Give back exactly the lines from the one containing "Return one point per instance of the grass" through the end of the records, including both, and no others.

==== AVAILABLE DATA

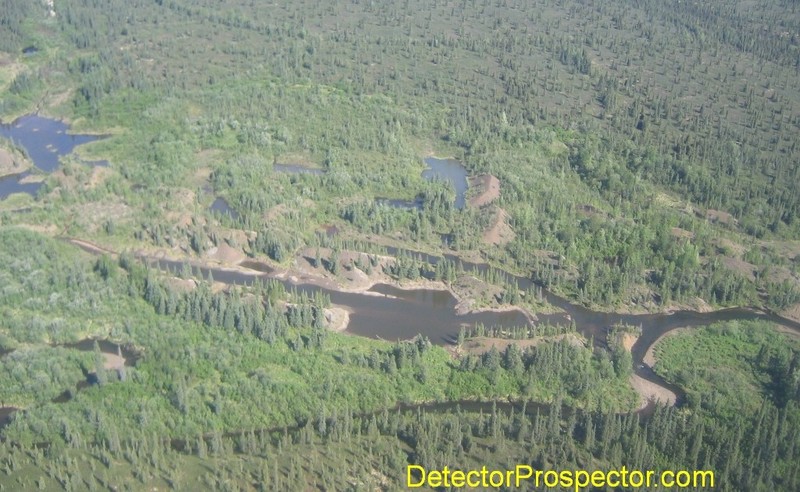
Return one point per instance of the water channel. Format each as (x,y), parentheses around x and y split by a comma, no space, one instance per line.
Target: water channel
(390,313)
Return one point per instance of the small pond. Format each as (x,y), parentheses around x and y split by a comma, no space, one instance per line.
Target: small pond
(45,140)
(297,169)
(222,207)
(447,170)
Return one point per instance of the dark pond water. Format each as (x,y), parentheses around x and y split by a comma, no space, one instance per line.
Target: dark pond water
(453,172)
(222,207)
(297,169)
(86,345)
(385,312)
(45,140)
(11,184)
(404,204)
(390,313)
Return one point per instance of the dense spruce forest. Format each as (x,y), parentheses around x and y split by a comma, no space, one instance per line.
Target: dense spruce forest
(627,156)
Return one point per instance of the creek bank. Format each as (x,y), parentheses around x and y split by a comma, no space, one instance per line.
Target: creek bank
(115,357)
(398,314)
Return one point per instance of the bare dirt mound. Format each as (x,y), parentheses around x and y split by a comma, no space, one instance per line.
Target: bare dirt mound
(499,232)
(792,313)
(651,391)
(226,254)
(480,345)
(489,189)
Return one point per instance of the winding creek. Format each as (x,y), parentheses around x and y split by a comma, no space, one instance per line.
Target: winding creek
(385,311)
(390,313)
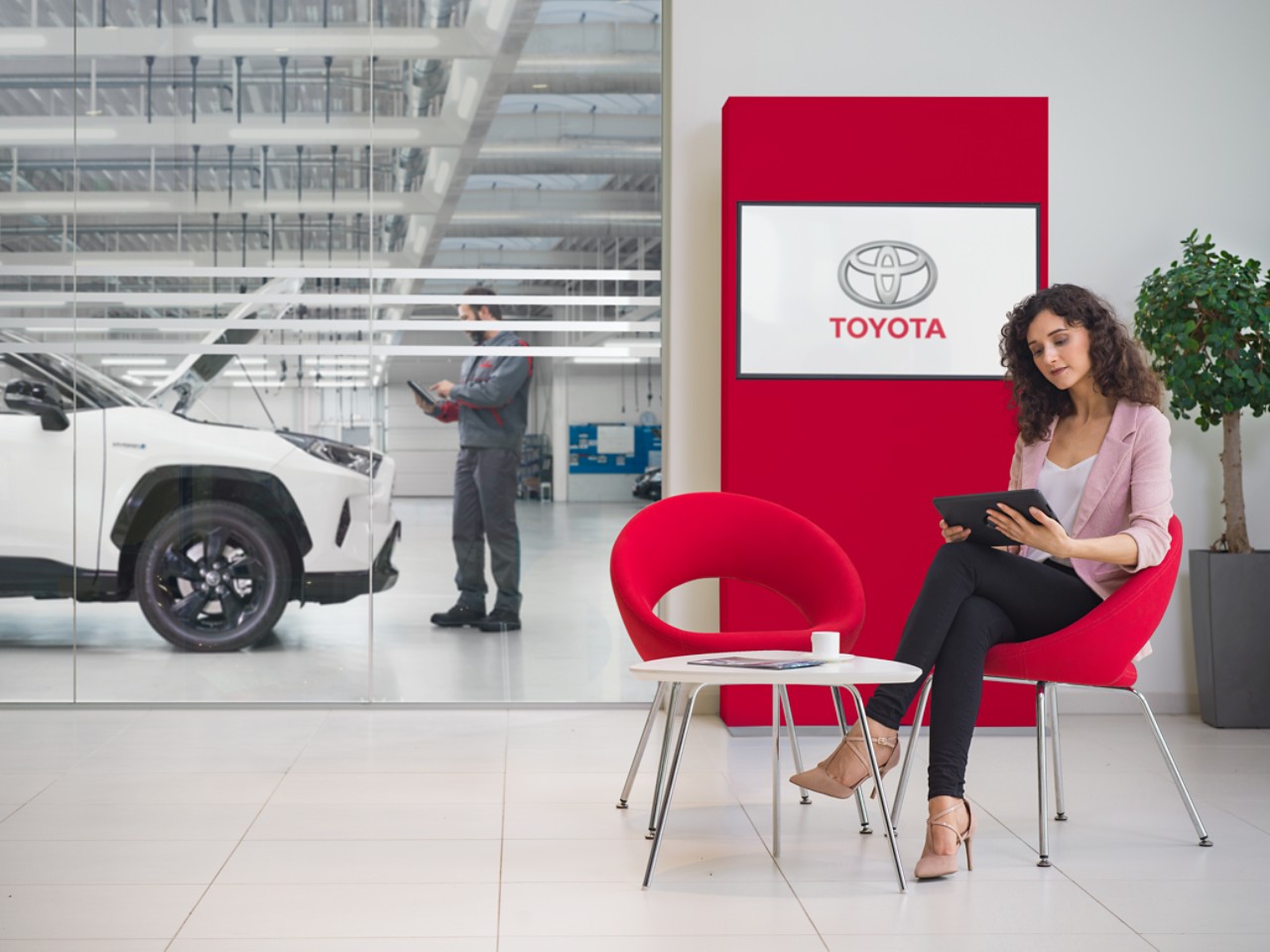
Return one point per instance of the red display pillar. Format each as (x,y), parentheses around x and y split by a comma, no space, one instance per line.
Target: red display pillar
(862,457)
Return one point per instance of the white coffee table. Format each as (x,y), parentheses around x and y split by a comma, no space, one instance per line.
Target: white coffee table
(679,671)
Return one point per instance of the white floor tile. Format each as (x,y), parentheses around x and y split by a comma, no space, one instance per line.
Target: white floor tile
(381,788)
(21,787)
(157,861)
(691,788)
(1206,942)
(431,830)
(381,821)
(584,821)
(82,944)
(662,943)
(187,788)
(979,942)
(150,911)
(127,821)
(451,943)
(666,909)
(1184,905)
(363,861)
(955,905)
(624,861)
(345,910)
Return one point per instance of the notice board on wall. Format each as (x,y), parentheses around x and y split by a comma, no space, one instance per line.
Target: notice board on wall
(864,286)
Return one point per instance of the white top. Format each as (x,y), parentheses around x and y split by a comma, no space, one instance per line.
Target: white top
(1064,489)
(852,669)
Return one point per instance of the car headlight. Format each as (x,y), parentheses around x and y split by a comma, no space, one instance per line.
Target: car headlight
(354,458)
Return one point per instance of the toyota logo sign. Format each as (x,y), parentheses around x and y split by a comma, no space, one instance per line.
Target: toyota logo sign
(887,275)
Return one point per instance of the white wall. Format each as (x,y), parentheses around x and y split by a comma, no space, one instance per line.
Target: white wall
(1157,126)
(325,413)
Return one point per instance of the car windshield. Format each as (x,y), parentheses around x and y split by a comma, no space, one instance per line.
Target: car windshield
(81,386)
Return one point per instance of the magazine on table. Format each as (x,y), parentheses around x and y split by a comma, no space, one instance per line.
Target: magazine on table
(769,664)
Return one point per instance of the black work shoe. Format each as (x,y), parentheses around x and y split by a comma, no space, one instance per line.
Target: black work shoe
(458,616)
(500,620)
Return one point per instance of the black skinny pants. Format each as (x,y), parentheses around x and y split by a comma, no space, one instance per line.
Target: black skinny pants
(973,598)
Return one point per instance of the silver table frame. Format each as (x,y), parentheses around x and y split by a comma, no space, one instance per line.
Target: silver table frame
(834,675)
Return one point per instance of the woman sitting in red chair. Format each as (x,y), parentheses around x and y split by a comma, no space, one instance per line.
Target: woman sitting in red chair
(1095,442)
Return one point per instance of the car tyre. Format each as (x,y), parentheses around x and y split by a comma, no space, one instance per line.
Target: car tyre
(212,576)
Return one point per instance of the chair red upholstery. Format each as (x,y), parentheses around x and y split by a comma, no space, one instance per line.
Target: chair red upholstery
(1098,649)
(730,536)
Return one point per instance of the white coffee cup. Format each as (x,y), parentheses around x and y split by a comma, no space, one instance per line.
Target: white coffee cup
(826,644)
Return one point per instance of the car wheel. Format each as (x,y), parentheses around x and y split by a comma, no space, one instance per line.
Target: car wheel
(212,576)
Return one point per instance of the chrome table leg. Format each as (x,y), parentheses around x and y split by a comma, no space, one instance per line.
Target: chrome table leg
(794,747)
(1057,748)
(1043,807)
(907,767)
(666,749)
(861,807)
(881,792)
(643,744)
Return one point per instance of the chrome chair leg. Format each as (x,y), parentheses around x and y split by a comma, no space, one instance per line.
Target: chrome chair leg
(907,766)
(666,749)
(642,746)
(881,791)
(1042,785)
(670,780)
(1057,749)
(1173,769)
(806,798)
(861,807)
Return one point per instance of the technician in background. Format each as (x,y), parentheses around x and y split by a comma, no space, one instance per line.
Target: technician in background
(490,404)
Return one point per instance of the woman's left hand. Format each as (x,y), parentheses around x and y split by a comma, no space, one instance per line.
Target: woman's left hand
(1049,536)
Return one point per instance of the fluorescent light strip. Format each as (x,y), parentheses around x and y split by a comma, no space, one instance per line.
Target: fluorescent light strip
(194,325)
(112,347)
(361,298)
(370,272)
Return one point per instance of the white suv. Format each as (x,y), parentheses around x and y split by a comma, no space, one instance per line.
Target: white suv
(212,529)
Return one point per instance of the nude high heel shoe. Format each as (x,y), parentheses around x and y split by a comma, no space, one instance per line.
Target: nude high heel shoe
(821,780)
(933,865)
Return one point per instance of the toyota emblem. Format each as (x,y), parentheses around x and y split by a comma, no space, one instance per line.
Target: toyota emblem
(887,275)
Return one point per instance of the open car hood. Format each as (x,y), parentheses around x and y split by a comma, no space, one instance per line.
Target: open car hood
(191,376)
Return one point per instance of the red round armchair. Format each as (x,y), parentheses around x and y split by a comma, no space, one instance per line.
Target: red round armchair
(729,536)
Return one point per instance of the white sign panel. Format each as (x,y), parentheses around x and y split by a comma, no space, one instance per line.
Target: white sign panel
(880,291)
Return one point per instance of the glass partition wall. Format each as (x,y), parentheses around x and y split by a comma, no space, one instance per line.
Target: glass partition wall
(230,234)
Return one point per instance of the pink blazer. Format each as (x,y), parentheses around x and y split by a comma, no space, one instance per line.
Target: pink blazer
(1129,490)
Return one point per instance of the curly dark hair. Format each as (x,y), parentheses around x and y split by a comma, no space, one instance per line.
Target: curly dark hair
(1119,365)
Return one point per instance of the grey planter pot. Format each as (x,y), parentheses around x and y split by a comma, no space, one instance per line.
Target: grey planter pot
(1230,616)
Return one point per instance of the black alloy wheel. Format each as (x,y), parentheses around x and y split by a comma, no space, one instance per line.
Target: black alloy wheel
(212,576)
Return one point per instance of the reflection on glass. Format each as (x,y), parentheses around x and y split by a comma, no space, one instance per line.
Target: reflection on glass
(230,234)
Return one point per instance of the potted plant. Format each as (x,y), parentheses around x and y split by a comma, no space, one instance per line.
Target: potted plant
(1206,322)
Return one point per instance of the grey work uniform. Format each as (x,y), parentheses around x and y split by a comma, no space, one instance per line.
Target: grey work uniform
(492,407)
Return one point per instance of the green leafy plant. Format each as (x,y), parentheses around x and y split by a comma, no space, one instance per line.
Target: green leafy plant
(1206,322)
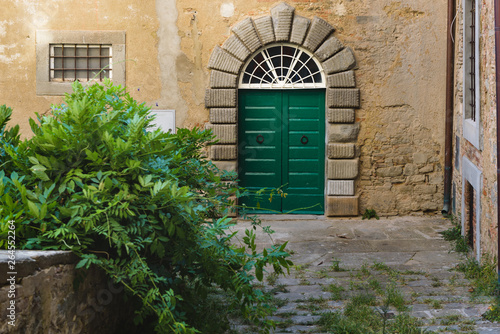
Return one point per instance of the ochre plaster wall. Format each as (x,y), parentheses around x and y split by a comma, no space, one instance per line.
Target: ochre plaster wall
(399,46)
(400,50)
(20,20)
(485,158)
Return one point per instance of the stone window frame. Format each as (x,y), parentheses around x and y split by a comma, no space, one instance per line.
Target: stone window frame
(342,95)
(44,38)
(471,119)
(472,174)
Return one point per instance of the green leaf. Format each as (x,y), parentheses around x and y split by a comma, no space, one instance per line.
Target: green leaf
(259,274)
(33,209)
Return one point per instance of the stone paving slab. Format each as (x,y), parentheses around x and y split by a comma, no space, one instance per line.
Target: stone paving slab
(350,254)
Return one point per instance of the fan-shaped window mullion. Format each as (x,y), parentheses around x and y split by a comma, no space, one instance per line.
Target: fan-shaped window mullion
(282,66)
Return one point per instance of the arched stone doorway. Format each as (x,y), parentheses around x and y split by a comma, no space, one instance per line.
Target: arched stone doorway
(227,64)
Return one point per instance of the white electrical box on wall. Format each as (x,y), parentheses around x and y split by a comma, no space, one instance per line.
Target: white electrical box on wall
(164,120)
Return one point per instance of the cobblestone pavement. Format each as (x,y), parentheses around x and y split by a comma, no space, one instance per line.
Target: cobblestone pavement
(335,259)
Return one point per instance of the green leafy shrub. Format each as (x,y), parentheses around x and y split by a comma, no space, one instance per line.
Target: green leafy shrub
(143,205)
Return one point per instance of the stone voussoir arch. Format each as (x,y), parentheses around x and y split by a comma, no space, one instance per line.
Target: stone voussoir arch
(342,97)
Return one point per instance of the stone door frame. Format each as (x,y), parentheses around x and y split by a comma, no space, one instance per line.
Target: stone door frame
(342,96)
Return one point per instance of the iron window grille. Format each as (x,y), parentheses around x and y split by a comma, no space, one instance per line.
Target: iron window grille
(82,62)
(282,66)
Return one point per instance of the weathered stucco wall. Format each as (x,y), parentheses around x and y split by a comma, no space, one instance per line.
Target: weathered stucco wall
(20,20)
(400,50)
(399,46)
(485,158)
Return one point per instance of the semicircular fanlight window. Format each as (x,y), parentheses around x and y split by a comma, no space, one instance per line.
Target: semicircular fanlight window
(282,66)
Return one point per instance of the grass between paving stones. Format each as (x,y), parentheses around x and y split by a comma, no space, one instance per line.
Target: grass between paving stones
(482,275)
(370,305)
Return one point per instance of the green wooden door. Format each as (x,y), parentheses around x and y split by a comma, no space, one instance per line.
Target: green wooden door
(282,144)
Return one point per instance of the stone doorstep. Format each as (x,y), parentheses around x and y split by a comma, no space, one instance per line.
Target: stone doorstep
(27,262)
(342,206)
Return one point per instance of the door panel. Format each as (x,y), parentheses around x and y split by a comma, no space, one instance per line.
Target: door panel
(282,143)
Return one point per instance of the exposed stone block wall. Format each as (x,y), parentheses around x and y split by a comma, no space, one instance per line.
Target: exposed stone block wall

========

*SOLUTION FOR THIS EXERCISE:*
Return one point per instance of the grass between paving stones. Format each as (x,y), parentheses around x and y split by a comma, no space, one instance per line.
Target: grass between paving stones
(482,275)
(370,305)
Return one point per instance of the green wooden door. Format each as (x,y), parentheses around x and y split by a comma, no space, one instance per line.
Target: green wooden door
(282,144)
Return one point per instance of the stone doorstep. Format each as (x,y), parentheses around x and y split by a comma, no space, one instance per line.
Target: stone doorstep
(27,262)
(342,206)
Return one point per instance of the door panel. Format each as (x,y), parentheses around x and y split by a comma, no space, one instance per line.
Target: door panel
(282,143)
Return one point per instance of the exposed stone block wall. Format each as (x,y), parentheses around x and y split by a comma, no space, one instance per line.
Target: exposed stone block wall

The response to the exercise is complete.